**Prompt:**
Copy out the records below, swapping each "planogram checker" for "shelf audit tool" and keeping every other word the same.

**Extracted data:**
::::
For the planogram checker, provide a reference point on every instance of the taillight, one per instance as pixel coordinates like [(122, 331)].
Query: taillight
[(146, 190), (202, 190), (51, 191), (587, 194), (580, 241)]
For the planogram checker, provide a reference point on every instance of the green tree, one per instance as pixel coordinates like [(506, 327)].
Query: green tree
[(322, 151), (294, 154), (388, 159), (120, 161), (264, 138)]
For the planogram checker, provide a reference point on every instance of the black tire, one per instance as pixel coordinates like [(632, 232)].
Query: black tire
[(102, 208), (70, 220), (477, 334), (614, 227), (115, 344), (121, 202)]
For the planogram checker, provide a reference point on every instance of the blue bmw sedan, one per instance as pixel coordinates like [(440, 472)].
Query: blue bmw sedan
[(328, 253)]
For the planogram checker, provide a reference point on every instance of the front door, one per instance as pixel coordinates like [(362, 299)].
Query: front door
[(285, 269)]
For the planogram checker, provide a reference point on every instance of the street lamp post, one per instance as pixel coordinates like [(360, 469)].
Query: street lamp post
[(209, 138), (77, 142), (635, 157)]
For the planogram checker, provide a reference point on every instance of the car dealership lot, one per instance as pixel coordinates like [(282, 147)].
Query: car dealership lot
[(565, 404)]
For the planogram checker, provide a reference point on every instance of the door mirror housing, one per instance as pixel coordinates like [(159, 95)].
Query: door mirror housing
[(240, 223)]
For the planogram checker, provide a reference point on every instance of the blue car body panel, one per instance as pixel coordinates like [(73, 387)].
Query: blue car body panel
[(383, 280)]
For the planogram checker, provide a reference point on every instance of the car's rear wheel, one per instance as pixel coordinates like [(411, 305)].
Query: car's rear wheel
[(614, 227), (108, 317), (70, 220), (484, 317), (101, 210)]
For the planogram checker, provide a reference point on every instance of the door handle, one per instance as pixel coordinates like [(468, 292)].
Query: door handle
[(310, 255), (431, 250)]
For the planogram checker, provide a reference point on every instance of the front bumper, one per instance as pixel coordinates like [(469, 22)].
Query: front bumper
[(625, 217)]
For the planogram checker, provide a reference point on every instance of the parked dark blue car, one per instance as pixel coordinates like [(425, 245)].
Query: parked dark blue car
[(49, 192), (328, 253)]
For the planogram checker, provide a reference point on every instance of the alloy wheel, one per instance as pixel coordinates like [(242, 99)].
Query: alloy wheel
::::
**Written response:**
For the shelf audit tool, provide a reference point on every instance of the taillight, one per instance as pixel coordinates like [(122, 331)].
Query: taillight
[(146, 190), (202, 190), (51, 191), (587, 194), (580, 241)]
For the shelf audit tool, provide a reference point on every instance of the green tree, one per instance as pixel coordinates like [(506, 327)].
Query: green tree
[(322, 151), (294, 154), (388, 159), (120, 161), (264, 138)]
For the shelf audit tool, provide a reference point on every instance of the black tire, one per instance as pixel coordinates like [(632, 232)].
Query: black tire
[(102, 208), (70, 220), (477, 334), (614, 227), (115, 344), (121, 202)]
For the shelf audit tool, provide a reference point on every instance of the blue bmw sedan, one per instance as pixel coordinates like [(440, 472)].
Query: blue bmw sedan
[(328, 253)]
For the shelf audit tool, provide a reference point on every instance of the front door, one per instance as pixel coordinates like [(362, 299)].
Query: front door
[(285, 269)]
For the shelf audit tool, provide a reference point on every instance of the street lamp post, one per instance as pixel coordinates like [(360, 469)].
Query: street lamp post
[(209, 138), (77, 142), (635, 157)]
For the shelf audit tool, provide a reference point on every instance of the car dealership lot, one per instance as pixel coordinates like [(282, 147)].
Query: car dealership lot
[(565, 404)]
For the shelf audit tool, provide a reference point on every instance of the door mirror housing, one per instance as pixel coordinates like [(159, 95)].
Query: door mirror housing
[(240, 223)]
For the shelf audit tool, provide a reference point on every instance of the blue car body panel, one per instance as pixel coordinates like [(73, 387)].
Query: blue car body panel
[(383, 280)]
For the shelf audit tool, provide a reference point on every instance of the car's rear wheel, one per instance as pixel coordinates like [(411, 305)].
Query: car's rear wheel
[(614, 227), (108, 317), (70, 220), (484, 317), (101, 210)]
For the shelf audit tool, provide a reference point on every instance of the door handle, one per instance as pixel coordinates like [(468, 292)].
Query: door handle
[(310, 255), (431, 250)]
For the shelf audit tool, provide a reference point on every instance of the front bumper, one per instance as pixel coordinates like [(469, 22)].
Query: front bumper
[(625, 217)]
For the shelf audit tool, provide a reference point on every instance of the parked dark blue car, one per instance as pixel coordinates like [(425, 245)].
Query: parked dark blue car
[(49, 192), (328, 253)]
For the shelf audit tool, provide a reference point on every instance of the alloy wheel, one per instance as pixel coordinates like [(242, 99)].
Query: alloy wheel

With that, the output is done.